--- START Source records ---

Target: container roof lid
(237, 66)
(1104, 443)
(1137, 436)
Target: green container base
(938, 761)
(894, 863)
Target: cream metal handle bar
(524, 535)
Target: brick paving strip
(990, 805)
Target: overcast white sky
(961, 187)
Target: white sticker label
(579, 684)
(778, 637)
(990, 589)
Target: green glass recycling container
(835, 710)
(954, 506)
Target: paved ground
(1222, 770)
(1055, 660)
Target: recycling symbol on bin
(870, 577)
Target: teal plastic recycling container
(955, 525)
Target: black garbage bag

--- END Source records ---

### Your objective:
Print all of the data exactly as it was given.

### Full answer:
Target: container roof lid
(237, 66)
(1104, 443)
(1137, 436)
Target: green container base
(938, 761)
(894, 863)
Target: cream metal handle bar
(524, 535)
Target: brick paving strip
(990, 805)
Target: overcast white sky
(961, 187)
Target: white sticker label
(579, 684)
(778, 637)
(990, 589)
Target: green glass recycling container
(835, 710)
(954, 506)
Target: paved ground
(1222, 770)
(1055, 660)
Target: recycling symbol on bin
(870, 577)
Target: teal plastic recycling container
(955, 525)
Target: black garbage bag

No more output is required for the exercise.